» **EXERCISE REQUIREMENTS**:
Repeat each record word for word.

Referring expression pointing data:
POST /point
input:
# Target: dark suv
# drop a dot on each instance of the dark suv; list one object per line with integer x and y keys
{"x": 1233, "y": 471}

» **THE COMPLETED TASK**:
POST /point
input:
# Target: dark suv
# drop a dot on each instance of the dark suv; list one object per line with integer x and y keys
{"x": 1233, "y": 471}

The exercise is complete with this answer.